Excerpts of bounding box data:
* * *

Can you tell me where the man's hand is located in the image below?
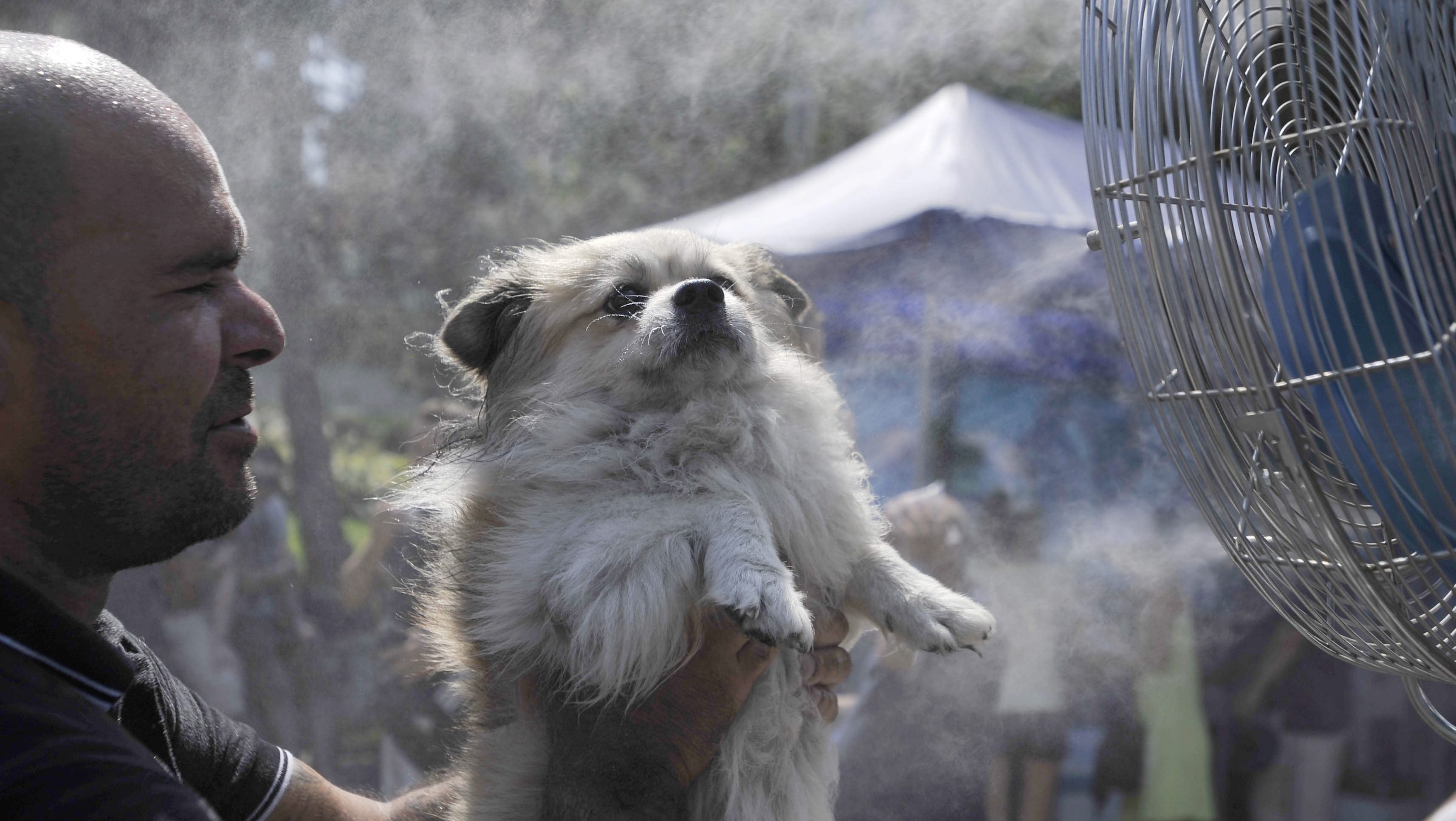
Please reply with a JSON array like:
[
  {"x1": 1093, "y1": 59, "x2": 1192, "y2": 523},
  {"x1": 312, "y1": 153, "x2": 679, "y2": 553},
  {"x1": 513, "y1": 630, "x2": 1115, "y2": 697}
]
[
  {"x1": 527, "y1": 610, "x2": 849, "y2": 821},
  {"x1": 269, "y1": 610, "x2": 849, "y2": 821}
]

* * *

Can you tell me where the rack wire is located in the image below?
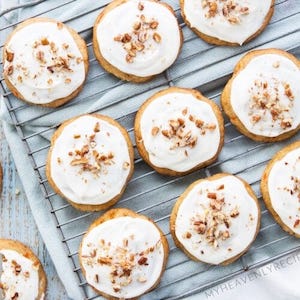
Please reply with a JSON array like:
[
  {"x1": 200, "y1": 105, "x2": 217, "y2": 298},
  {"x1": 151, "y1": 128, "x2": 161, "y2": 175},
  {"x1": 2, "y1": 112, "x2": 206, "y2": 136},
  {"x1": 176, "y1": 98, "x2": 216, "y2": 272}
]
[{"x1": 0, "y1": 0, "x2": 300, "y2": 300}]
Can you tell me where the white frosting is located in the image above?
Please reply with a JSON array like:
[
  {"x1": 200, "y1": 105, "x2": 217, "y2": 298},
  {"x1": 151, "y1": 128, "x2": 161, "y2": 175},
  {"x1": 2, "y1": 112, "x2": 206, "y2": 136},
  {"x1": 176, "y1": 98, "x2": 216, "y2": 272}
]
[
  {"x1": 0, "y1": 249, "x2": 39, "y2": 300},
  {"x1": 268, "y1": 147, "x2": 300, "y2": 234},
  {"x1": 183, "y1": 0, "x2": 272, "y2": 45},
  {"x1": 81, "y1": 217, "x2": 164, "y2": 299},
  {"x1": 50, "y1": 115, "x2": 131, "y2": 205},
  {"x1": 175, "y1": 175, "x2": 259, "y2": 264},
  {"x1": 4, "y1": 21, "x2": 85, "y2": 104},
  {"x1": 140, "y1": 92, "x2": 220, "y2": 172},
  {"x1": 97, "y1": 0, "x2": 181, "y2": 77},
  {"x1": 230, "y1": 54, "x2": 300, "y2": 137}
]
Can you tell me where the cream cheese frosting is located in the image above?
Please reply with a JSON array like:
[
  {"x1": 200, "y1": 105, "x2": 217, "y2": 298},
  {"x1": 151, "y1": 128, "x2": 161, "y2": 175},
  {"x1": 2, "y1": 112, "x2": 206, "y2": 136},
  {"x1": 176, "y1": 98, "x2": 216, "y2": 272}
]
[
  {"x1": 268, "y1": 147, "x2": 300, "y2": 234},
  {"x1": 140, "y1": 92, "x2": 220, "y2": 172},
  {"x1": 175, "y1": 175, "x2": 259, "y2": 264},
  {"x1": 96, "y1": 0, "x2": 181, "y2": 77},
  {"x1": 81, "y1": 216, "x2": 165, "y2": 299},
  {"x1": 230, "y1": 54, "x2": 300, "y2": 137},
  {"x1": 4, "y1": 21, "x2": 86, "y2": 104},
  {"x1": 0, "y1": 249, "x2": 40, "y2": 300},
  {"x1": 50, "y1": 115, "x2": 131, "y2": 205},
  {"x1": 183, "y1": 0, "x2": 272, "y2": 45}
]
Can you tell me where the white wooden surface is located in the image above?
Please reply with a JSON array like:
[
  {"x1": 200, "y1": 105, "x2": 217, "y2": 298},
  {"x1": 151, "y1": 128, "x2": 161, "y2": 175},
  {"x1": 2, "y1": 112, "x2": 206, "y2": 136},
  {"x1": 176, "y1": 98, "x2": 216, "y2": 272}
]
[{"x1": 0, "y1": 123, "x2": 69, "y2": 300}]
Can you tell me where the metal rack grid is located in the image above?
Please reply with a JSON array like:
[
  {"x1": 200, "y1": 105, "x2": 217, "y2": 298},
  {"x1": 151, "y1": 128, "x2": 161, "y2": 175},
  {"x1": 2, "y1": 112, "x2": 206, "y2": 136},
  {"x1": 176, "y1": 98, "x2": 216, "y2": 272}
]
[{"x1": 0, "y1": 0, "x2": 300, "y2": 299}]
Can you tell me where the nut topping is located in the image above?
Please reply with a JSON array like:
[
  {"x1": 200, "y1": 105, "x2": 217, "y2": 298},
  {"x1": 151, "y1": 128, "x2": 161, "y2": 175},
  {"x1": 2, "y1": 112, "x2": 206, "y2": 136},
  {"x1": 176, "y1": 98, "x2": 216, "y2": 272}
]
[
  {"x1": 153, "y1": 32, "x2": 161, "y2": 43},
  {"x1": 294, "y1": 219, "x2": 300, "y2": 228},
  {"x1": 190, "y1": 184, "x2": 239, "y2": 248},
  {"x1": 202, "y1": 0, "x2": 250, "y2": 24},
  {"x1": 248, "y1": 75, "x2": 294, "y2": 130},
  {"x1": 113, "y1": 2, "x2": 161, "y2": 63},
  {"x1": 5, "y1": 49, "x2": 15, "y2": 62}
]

* * *

- [YOUR TASK] Pull out each line of the data above that includes the word "white".

- [FULL RESPONSE]
Can you tell me where the white frosting is located in the image above?
Can you tell me where the white wooden surface is located in the image above?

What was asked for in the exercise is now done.